Text section
Monday, 29 December 2014


Let's take a step back from glazes. I need to create several indoor size sculptures and I'm thinking of geodesic dome as a starting point. First I thought of using a wooden mould,and I have to admit that I had lots of fun making it.

 But once made, I was not quite happy with it. I think that the triangles are too small.
So, back to the drawing board and change from 3v dome to 2v dome - it means less triangles for the same circumference.
Also, I have decided to make plaster mould rather than wooden one as it is more rigid.
With this size and shape mould, I will use paper plaster. It has many benefits - I don't need to use cottles, it uses significantly less plaster, which makes it lighter and it is very strong.

Here we go:
left: cardboard model, protected with sticky back plastic
middle & right: applying the "milk coat". Sometimes I make slipcasting moulds the same way so I am in the habit of applying thick "milk coat"

left: smoothing first layer of plaster
middle: finished first layer ("milk coat")
right: mixing second batch of plaster and adding paper pulp ( as soon as plaster has absorbed water)

left: paper plaster can be applied immediately - addition of  
paper makes it stiffer sooner so it holds it's shape
middle: checking that the bottom of the mould is level
right:bottom half of the mould is finished

left: top half is made the same way, except for the opening on the top
right: finished mould and model

Tuesday, 23 December 2014

Test, test and test again                                                                                                             
Sometimes I think painters have it easy. They can mix the colours on a palette, test them on the edge of the paper and immediately know what they look like. I know, I'm (slightly) oversimplifying. For us, testing means starting from the raw ingredients, recipes and good set of scales, sieve and a dust mask. First set of tests are done on small tiles or bits of broken bisque fired shards and selected glazes are then tested on larger surfaces.
This is kind of tertiary testing.... I have sprayed Dry Plum glaze and Copper slip on some triangles and brushed or dipped the Crawl glaze on top.

Task a
For each statement, answer yes or no depending on whether it agrees with the blog post, and quote the words from the blog post that decide it. (i) The writer changed the design from a 3v dome to a 2v dome. (ii) The writer picked a wooden mould over a plaster one because wood is more rigid. (iii) Working with paper plaster requires cottles.
The blog post and the records come from separate, unrelated sources.

Records shown

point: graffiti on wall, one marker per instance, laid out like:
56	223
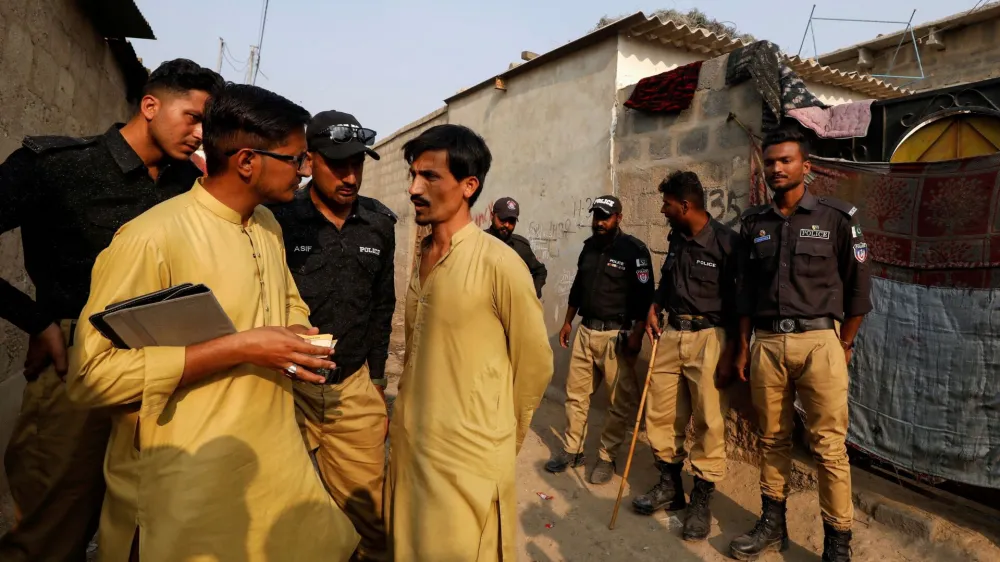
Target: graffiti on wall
725	206
546	237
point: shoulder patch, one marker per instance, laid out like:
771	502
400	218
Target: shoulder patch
521	239
376	206
842	206
755	210
43	144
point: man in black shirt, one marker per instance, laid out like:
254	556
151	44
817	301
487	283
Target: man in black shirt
694	358
804	292
340	249
612	291
504	216
69	196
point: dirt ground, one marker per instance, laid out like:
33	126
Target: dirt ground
573	526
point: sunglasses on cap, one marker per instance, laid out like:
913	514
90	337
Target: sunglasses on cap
345	133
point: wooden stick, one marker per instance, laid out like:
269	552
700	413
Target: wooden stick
635	434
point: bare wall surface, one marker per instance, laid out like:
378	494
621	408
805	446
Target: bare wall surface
639	58
57	76
550	135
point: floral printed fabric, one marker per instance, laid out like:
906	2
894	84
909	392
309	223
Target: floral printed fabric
778	84
933	224
669	92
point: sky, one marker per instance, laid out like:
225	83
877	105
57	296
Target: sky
389	62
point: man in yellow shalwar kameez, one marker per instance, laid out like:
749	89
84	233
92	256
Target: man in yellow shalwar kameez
205	460
477	363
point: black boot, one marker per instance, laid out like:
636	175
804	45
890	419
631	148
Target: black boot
698	519
561	460
836	545
667	494
769	534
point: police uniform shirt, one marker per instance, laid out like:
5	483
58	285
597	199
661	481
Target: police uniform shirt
614	282
698	277
812	264
69	196
521	245
345	276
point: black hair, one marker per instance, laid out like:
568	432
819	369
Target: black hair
181	76
243	116
684	186
782	136
468	155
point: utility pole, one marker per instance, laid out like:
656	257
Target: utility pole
251	64
218	63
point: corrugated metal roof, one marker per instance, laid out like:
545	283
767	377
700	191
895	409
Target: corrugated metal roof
118	19
961	19
702	41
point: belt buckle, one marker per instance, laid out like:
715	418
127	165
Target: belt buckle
785	326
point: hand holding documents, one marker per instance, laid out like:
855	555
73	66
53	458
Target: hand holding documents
180	316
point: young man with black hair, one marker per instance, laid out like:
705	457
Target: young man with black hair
694	358
69	196
804	292
340	248
477	363
221	468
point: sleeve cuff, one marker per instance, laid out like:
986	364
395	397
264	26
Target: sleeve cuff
164	369
298	318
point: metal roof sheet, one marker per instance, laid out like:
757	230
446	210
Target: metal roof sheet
702	41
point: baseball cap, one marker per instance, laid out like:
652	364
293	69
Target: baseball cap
322	136
607	204
506	208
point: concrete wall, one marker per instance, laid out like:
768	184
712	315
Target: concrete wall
57	76
639	58
702	140
388	180
970	55
550	135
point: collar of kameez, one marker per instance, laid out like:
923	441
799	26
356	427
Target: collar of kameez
218	208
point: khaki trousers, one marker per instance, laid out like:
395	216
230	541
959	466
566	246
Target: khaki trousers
814	365
682	387
595	359
344	428
55	465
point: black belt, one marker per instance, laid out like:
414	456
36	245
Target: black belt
604	325
686	323
794	325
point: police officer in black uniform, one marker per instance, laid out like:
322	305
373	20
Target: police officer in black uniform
340	248
504	220
804	293
69	196
612	291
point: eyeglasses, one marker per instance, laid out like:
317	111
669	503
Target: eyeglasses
345	133
299	161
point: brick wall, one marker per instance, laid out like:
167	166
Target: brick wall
57	76
388	180
970	55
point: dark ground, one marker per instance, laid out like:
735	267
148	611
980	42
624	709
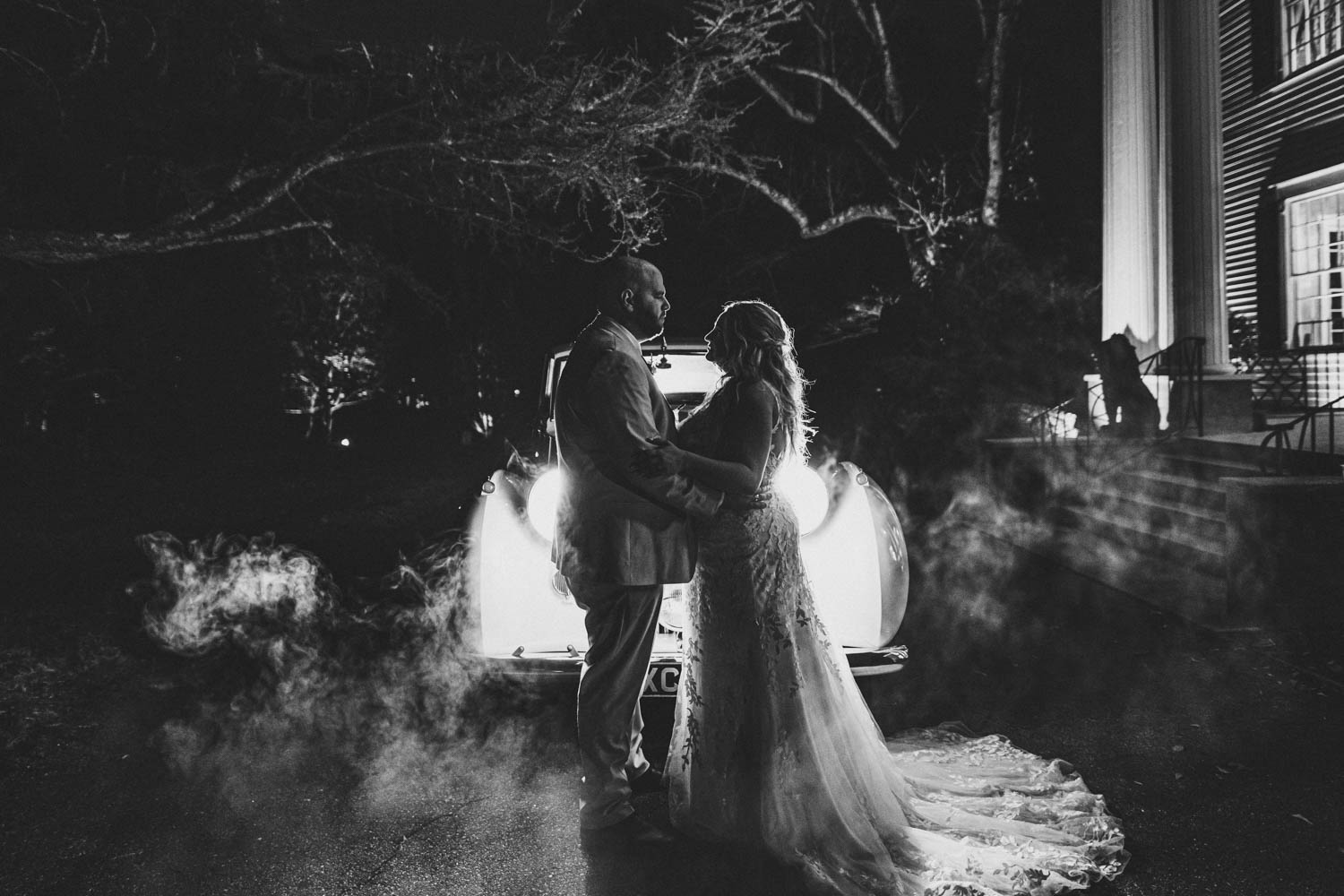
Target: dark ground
124	770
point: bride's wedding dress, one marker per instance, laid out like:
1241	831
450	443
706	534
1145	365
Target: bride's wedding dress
774	745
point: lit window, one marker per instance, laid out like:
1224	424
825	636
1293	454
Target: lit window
1314	30
1316	268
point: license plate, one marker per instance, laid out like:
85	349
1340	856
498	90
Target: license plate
663	680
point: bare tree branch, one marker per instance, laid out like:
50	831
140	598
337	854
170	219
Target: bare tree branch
808	228
852	101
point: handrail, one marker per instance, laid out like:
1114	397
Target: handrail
1182	360
1281	435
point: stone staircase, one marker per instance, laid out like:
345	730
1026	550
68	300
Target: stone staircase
1153	524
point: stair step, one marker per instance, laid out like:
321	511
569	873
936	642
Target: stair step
1159	514
1188	548
1193	594
1171	487
1206	469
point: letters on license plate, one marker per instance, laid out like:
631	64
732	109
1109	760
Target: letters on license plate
661	680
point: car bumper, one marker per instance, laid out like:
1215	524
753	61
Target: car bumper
664	665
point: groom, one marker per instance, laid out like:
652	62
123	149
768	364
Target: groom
618	538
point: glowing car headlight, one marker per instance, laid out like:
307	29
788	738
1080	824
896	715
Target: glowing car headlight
808	495
543	501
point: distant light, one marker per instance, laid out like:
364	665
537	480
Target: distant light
543	501
808	495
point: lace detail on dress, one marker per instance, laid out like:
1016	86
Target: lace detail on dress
774	745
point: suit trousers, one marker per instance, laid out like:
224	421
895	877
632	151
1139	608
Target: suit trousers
621	622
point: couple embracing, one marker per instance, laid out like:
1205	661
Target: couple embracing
773	745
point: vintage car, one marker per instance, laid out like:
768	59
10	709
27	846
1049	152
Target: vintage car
529	625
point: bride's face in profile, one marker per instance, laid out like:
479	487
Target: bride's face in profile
715	341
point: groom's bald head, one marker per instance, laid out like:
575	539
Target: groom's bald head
629	290
616	277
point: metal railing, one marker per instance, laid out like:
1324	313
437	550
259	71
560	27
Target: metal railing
1182	362
1312	437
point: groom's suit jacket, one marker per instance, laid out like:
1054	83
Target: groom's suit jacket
615	525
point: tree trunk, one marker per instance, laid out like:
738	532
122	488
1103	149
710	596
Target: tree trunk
997	51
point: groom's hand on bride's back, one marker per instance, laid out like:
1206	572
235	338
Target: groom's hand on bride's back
742	503
661	458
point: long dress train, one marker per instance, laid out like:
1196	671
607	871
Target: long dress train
774	745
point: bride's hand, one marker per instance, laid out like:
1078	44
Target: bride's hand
663	458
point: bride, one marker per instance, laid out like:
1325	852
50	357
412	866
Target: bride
773	745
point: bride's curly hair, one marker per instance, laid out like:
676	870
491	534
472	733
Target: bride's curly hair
758	347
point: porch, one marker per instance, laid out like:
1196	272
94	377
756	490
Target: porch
1228	519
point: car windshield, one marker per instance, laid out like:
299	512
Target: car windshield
682	373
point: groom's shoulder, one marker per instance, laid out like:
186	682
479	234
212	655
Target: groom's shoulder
597	339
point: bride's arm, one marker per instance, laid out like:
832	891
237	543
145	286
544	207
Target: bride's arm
742	450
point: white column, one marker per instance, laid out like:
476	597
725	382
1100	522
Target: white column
1131	177
1199	306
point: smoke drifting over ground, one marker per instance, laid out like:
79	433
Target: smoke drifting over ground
995	625
298	678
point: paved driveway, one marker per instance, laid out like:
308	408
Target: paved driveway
129	772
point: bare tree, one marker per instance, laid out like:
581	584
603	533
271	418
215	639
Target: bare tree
336	347
838	75
547	144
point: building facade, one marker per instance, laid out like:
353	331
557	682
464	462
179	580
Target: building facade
1266	80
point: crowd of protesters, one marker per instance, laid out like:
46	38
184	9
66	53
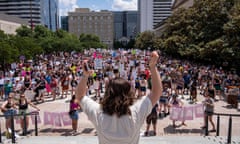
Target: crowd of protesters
56	76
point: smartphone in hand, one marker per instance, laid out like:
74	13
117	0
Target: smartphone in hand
86	67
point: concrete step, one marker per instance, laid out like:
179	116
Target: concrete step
143	140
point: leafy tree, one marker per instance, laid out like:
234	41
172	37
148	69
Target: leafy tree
90	41
206	31
24	31
145	40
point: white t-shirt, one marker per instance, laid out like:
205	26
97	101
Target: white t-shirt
114	130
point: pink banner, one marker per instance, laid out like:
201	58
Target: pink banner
174	114
56	119
199	112
181	113
66	119
33	119
48	88
188	113
17	120
48	119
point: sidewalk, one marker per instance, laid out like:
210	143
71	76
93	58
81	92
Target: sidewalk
164	126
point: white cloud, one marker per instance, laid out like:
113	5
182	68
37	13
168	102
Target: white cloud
124	5
66	6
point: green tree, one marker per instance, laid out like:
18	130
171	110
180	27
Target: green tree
199	33
24	31
90	41
145	40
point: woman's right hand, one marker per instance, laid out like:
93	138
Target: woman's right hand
154	59
86	70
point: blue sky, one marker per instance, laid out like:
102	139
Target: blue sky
97	5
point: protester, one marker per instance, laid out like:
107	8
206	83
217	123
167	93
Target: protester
118	118
8	87
73	112
24	109
9	108
209	110
176	102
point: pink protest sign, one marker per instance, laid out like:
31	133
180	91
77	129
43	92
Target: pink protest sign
56	119
174	114
48	119
48	88
188	113
66	119
199	112
181	114
33	119
17	120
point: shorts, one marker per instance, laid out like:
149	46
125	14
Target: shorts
186	86
152	118
22	112
74	115
143	89
9	112
179	87
1	87
208	113
163	100
217	86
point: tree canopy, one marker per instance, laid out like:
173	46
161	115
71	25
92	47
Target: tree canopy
208	32
29	43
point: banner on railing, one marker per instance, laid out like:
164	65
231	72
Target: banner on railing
48	119
186	113
57	119
66	119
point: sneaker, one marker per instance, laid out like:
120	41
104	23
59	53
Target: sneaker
154	133
213	130
203	127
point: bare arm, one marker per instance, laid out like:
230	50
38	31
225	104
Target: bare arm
34	106
81	88
156	80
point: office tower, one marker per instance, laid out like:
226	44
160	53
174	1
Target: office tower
9	24
37	12
152	12
50	14
64	23
125	24
82	20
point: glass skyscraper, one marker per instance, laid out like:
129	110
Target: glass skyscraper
37	12
125	24
27	9
50	14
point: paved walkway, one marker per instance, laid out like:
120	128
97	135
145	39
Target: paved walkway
143	140
164	126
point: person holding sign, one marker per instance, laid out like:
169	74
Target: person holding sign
119	115
175	102
209	110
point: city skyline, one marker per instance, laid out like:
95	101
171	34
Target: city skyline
96	5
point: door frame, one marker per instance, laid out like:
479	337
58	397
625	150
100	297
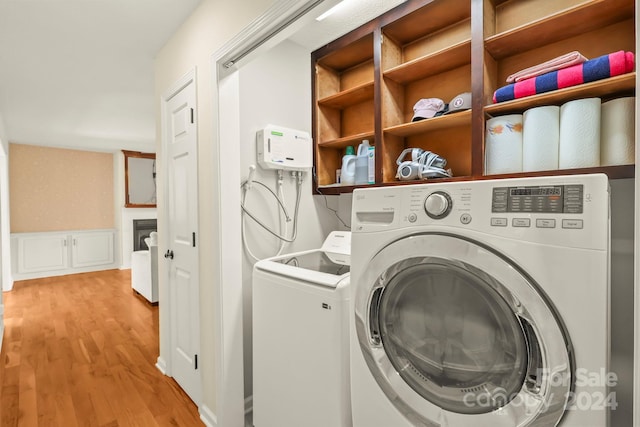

Task b
Pick out every line of the records that holds the string "embracing", and copy each one.

Exercise response a
(i) Yes: "change from 3v dome to 2v dome"
(ii) No: "I have decided to make plaster mould rather than wooden one as it is more rigid"
(iii) No: "I don't need to use cottles"

Exercise response b
point: couple embracing, one marker per instance, laid out like:
Target: couple embracing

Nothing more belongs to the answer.